[Dataset entries]
=== Section Start ===

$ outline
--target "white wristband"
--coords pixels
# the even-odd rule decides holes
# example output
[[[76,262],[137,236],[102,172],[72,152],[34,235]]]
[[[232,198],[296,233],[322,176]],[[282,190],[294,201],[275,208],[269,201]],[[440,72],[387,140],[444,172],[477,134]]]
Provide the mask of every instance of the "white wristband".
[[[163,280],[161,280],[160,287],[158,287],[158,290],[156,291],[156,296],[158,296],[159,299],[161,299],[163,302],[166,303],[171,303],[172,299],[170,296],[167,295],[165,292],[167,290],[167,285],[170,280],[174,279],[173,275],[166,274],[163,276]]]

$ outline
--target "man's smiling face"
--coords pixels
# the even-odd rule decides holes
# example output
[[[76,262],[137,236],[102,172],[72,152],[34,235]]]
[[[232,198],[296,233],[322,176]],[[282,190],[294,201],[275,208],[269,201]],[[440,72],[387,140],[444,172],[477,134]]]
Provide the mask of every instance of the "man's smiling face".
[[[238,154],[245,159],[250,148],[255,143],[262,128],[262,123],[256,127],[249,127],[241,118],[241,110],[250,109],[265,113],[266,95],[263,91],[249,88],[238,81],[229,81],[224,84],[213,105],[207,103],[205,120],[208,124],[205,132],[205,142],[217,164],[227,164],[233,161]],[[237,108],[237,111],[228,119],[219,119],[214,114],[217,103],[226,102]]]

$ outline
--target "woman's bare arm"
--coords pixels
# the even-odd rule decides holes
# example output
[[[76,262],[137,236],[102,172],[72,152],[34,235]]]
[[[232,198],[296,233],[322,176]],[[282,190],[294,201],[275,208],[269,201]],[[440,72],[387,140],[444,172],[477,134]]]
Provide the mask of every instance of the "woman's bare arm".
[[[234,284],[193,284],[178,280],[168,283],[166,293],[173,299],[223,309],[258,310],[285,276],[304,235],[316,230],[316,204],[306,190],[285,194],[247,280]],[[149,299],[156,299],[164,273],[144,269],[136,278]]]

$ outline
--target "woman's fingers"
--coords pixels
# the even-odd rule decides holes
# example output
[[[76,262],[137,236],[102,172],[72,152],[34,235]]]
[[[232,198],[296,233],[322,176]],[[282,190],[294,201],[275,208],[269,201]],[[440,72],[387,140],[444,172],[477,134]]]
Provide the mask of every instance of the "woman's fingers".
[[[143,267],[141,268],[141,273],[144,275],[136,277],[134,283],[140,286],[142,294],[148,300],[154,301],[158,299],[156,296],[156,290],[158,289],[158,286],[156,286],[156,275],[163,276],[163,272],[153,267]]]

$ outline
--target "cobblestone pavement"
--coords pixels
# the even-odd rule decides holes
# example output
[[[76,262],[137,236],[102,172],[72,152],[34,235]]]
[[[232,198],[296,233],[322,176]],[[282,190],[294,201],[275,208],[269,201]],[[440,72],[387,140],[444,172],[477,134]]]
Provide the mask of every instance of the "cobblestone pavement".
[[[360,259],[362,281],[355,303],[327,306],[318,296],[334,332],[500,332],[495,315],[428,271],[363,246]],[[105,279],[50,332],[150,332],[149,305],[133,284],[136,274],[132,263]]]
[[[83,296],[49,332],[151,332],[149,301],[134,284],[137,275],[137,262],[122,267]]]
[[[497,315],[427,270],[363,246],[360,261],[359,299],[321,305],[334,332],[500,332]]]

=== Section End ===

* **EXERCISE**:
From the first line to the last, return the data exactly as written.

* **WRITTEN RESPONSE**:
$ outline
--target "white wristband"
--coords pixels
# the even-odd rule decides holes
# example output
[[[76,262],[137,236],[102,172],[72,152],[34,235]]]
[[[232,198],[296,233],[322,176]],[[282,190],[294,201],[275,208],[269,201]],[[440,72],[387,140],[444,172],[477,134]]]
Provide the mask of every instance of the "white wristband".
[[[163,280],[161,280],[160,287],[158,287],[158,290],[156,291],[156,296],[158,296],[159,299],[161,299],[163,302],[166,303],[171,303],[172,299],[170,296],[167,295],[165,292],[167,290],[167,285],[170,280],[174,279],[173,275],[166,274],[163,276]]]

$ outline
--target "man's smiling face"
--coords pixels
# the even-odd rule decides holes
# example output
[[[76,262],[137,236],[102,172],[72,152],[34,235]]]
[[[232,198],[296,233],[322,176]],[[282,190],[294,201],[275,208],[269,201]],[[440,72],[387,140],[444,172],[477,134]]]
Provide the mask of every instance of the "man's smiling face".
[[[238,154],[245,159],[250,148],[255,143],[262,128],[262,123],[256,127],[249,127],[241,118],[241,110],[250,109],[265,113],[266,95],[263,91],[249,88],[238,81],[229,81],[224,84],[213,105],[207,103],[205,120],[208,124],[205,132],[205,142],[217,164],[227,164],[233,161]],[[237,108],[237,111],[228,119],[219,119],[214,114],[217,103],[226,102]]]

$ outline
--target "woman's bare arm"
--coords pixels
# the even-odd rule decides holes
# example output
[[[76,262],[137,236],[102,172],[72,152],[34,235]]]
[[[232,198],[296,233],[322,176]],[[282,190],[294,201],[275,208],[269,201]],[[440,72],[387,140],[444,172],[477,134]]]
Provide the mask of every instance of the "woman's bare arm".
[[[234,284],[193,284],[178,280],[168,283],[166,293],[173,299],[223,309],[258,310],[285,276],[304,235],[316,230],[316,204],[306,190],[285,194],[247,280]],[[149,299],[156,299],[164,273],[144,269],[136,278]]]

$ outline
--target "woman's fingers"
--coords pixels
# the even-odd rule decides holes
# example output
[[[76,262],[137,236],[102,172],[72,152],[34,235]]]
[[[232,198],[296,233],[322,176]],[[282,190],[294,201],[275,208],[269,201]],[[440,72],[387,140],[444,172],[477,134]]]
Provide the mask of every instance of the "woman's fingers".
[[[143,267],[141,268],[141,273],[144,275],[136,277],[134,283],[140,286],[142,294],[148,300],[154,301],[158,299],[156,296],[156,290],[158,289],[158,286],[156,286],[156,275],[163,276],[163,272],[153,267]]]

$ outline
--target "cobblestone pavement"
--coords pixels
# the even-odd rule decides holes
# example output
[[[76,262],[137,236],[102,172],[72,152],[34,235]]]
[[[232,198],[296,233],[322,176]],[[282,190],[294,201],[275,208],[269,201]],[[440,72],[387,140],[444,172],[477,134]]]
Provide the mask of every instance of the "cobblestone pavement".
[[[360,259],[362,281],[355,303],[327,306],[318,296],[334,332],[500,332],[495,315],[428,271],[363,246]],[[105,279],[50,332],[150,332],[149,305],[133,284],[136,274],[132,263]]]
[[[83,296],[49,332],[151,332],[149,301],[134,284],[137,275],[137,262],[122,267]]]
[[[497,315],[427,270],[363,246],[360,261],[359,299],[321,305],[334,332],[500,332]]]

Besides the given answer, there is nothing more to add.